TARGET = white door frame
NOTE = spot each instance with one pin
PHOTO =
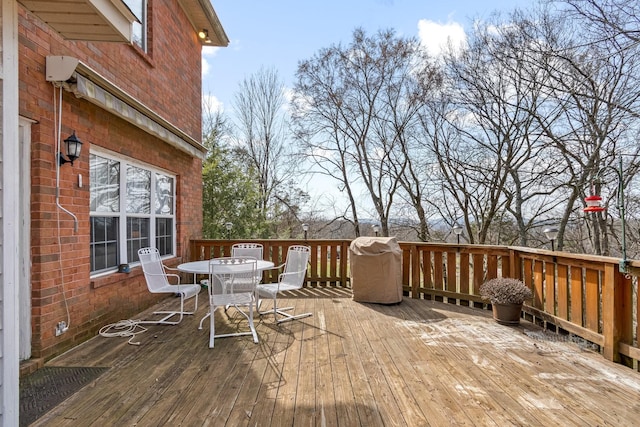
(24, 248)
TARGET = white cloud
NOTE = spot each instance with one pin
(208, 52)
(435, 37)
(211, 103)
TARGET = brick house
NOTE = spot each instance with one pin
(125, 78)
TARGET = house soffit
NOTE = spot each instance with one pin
(87, 20)
(88, 84)
(203, 17)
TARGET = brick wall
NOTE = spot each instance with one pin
(168, 80)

- - -

• What is needed:
Scan the records for the string "brick" and show every line that contains it.

• Written answer:
TARGET = brick house
TARGET = brick wall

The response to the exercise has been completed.